-- START Task data --

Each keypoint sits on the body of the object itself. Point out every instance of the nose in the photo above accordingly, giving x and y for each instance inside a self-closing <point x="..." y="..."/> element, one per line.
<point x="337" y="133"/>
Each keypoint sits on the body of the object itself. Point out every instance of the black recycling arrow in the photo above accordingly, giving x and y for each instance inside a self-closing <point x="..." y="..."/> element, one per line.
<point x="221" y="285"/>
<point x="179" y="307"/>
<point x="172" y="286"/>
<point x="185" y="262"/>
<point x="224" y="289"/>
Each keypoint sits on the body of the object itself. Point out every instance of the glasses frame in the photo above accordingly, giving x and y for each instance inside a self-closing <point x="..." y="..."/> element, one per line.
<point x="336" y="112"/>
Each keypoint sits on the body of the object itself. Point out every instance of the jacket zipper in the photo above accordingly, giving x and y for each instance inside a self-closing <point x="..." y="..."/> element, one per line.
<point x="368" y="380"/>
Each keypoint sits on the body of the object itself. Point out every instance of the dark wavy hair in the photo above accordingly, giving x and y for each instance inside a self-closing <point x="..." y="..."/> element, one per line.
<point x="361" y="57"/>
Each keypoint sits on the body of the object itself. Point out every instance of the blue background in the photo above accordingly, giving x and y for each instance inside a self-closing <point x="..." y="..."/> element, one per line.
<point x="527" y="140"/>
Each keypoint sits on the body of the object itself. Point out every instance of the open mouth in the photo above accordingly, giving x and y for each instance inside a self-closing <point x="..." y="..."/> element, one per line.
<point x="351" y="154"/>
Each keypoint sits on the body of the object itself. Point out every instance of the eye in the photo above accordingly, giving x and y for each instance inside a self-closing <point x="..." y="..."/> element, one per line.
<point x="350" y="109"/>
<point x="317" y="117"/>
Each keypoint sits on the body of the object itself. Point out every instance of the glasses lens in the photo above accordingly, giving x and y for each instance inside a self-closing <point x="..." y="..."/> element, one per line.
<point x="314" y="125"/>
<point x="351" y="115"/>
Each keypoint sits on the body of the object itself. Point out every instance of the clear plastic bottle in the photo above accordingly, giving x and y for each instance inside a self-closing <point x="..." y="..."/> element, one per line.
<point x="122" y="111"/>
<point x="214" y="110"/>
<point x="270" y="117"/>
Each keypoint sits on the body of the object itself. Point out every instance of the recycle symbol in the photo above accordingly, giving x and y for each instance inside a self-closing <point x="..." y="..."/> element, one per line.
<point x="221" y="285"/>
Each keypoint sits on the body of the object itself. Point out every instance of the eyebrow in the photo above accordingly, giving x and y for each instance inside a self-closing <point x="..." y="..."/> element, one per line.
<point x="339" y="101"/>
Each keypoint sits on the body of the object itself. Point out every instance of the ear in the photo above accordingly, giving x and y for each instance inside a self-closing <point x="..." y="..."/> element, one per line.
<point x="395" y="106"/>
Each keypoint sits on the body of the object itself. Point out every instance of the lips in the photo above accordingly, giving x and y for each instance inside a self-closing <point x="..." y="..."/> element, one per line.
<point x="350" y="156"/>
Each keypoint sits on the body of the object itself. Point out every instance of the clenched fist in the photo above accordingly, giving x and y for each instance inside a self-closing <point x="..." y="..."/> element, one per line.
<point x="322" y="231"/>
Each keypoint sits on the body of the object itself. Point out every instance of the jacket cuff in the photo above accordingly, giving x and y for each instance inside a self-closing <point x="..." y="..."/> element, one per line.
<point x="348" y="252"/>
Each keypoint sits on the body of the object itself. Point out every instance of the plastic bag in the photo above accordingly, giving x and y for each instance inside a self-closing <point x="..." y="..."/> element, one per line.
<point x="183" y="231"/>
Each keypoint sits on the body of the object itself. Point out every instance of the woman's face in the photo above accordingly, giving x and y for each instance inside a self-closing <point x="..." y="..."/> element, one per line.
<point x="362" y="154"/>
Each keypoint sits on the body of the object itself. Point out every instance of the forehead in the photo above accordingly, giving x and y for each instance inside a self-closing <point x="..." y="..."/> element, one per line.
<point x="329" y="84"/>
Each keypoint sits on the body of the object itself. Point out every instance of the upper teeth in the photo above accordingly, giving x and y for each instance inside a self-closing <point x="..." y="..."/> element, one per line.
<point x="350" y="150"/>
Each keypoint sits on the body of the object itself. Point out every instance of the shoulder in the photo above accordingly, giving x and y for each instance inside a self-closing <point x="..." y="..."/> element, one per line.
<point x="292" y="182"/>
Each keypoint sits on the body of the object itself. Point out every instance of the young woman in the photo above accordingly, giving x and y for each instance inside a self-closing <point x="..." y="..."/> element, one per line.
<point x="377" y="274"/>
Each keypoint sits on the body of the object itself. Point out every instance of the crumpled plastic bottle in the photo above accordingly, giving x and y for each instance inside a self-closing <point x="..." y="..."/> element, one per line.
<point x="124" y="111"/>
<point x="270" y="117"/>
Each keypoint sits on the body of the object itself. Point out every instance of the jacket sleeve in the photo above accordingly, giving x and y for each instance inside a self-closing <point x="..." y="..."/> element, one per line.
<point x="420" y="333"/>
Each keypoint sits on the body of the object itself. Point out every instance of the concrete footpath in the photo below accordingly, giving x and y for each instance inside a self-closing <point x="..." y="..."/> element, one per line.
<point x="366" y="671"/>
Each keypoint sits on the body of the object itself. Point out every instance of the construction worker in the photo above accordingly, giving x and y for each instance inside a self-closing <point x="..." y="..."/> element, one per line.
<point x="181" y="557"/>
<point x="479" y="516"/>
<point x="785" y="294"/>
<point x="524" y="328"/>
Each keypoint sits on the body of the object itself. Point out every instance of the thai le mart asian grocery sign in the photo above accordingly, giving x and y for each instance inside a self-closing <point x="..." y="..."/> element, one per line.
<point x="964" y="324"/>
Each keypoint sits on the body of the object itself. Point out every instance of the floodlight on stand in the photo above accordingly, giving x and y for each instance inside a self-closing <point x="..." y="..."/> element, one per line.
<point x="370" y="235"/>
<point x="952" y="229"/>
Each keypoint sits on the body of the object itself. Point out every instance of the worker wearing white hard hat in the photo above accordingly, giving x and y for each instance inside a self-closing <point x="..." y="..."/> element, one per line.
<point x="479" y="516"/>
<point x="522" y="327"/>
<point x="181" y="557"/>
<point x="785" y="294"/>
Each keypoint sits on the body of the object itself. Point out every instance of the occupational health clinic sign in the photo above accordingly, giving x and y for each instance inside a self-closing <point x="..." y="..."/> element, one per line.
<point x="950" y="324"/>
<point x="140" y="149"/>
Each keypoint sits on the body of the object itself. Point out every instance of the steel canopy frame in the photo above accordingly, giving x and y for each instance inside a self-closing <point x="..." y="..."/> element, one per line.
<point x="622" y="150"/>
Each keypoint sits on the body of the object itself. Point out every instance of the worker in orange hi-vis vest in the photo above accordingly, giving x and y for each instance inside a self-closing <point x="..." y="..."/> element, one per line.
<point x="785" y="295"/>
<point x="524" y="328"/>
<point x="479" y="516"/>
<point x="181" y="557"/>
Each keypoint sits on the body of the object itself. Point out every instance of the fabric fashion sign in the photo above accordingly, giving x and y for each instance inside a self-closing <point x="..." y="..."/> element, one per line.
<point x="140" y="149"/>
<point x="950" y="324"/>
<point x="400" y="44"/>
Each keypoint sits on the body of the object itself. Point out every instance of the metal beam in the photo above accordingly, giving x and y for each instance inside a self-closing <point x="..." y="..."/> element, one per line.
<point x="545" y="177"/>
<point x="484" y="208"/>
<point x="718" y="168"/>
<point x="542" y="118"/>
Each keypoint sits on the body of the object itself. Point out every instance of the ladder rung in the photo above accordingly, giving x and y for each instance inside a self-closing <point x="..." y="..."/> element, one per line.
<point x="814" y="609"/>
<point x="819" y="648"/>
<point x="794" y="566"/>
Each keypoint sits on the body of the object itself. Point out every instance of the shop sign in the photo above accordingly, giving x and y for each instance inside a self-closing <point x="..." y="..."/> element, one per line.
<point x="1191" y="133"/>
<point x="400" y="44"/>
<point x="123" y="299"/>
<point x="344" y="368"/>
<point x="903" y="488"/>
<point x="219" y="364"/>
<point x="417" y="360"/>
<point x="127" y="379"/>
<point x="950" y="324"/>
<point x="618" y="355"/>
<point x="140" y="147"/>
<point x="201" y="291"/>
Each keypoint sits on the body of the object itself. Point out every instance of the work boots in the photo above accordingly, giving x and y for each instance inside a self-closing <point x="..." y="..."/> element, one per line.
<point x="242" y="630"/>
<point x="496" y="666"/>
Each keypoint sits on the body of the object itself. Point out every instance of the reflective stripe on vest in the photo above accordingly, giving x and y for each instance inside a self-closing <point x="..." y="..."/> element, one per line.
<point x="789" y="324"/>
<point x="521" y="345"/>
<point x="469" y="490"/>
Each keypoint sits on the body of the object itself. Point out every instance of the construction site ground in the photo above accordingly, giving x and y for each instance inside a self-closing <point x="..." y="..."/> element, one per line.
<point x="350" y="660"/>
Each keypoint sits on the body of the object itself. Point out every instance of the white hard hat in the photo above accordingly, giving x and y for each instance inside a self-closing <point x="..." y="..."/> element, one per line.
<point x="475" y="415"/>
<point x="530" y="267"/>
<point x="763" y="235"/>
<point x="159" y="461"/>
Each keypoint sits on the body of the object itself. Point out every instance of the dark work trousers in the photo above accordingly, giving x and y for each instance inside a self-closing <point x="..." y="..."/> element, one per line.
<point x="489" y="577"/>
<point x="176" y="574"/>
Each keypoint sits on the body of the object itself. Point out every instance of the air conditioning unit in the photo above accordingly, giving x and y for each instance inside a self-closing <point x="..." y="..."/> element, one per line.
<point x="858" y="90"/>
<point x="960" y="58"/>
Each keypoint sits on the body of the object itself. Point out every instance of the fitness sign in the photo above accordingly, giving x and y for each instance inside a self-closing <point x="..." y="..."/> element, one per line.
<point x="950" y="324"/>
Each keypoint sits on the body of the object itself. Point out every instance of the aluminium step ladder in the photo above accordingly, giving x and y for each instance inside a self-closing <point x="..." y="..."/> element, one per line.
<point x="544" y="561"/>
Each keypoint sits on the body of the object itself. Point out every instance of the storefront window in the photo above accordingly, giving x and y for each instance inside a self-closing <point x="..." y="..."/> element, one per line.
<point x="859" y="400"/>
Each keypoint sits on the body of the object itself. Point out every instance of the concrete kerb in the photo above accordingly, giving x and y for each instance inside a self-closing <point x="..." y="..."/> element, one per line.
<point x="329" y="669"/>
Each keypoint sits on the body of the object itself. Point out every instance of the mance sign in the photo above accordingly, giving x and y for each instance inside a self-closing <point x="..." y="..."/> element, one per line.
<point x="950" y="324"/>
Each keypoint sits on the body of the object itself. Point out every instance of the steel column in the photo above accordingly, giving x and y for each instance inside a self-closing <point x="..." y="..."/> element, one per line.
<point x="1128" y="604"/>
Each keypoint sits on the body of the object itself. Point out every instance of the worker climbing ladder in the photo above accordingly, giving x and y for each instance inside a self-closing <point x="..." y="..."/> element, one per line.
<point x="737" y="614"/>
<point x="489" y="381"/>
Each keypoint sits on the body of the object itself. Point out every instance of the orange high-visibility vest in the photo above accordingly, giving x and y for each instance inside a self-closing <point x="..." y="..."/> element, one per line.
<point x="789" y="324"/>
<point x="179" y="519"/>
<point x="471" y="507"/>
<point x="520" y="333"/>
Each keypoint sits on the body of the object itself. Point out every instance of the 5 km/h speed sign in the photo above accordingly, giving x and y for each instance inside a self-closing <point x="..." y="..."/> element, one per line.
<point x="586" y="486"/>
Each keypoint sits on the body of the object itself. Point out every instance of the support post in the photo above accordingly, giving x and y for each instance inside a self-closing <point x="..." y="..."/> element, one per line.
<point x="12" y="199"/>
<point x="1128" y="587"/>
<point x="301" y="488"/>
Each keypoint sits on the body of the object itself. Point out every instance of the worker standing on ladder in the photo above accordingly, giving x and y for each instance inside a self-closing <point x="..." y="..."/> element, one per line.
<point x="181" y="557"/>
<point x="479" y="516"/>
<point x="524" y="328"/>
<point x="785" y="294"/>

-- END Task data --

* [Task to complete]: Exact repetition is required for the lines from the one that contains "the steel column" through the final line; leave out everything else.

* [Finished answer]:
Each keypoint sits on the body of the object itself. Point out every instance of the steel column in the photo above accordingly, giving x and y for each instance inside a self-closing <point x="..." y="..."/> element, one per line.
<point x="1128" y="604"/>
Each keypoint sits on the body of the object itself. Point out every instance of the worker climbing ladder in the photo above accordingly, giving x and y for each instance inside a self-closing <point x="..." y="..."/> element, one per line.
<point x="737" y="614"/>
<point x="489" y="381"/>
Each keypoint sits on the body of the object itself. Point out every instance of the orange high-visibility vest in the photo above accordingly, giving x and y for each instance inside a self-closing <point x="..." y="..."/> element, one per line.
<point x="789" y="324"/>
<point x="179" y="519"/>
<point x="471" y="507"/>
<point x="520" y="333"/>
Each keypoint sits on the body of the object itself. Point out every instance of the 5 km/h speed sign in the photo above accordingly, giving x and y for each instance inside a self-closing <point x="..." y="..."/> element, one per line.
<point x="586" y="486"/>
Each keypoint sits on the body of the object itself. Point out every instance of the support post in the photo above accordingly, giving x and y for each instance inside a self-closing <point x="..." y="..."/> element, one per line.
<point x="12" y="199"/>
<point x="1128" y="587"/>
<point x="301" y="488"/>
Each keypoint sits on the body of the object itself. Point out every instance of the worker standing on ladder in the photo above accordingly, giving x and y for each instance inside a self-closing <point x="..." y="..."/> element, one per line.
<point x="181" y="557"/>
<point x="479" y="516"/>
<point x="524" y="328"/>
<point x="785" y="294"/>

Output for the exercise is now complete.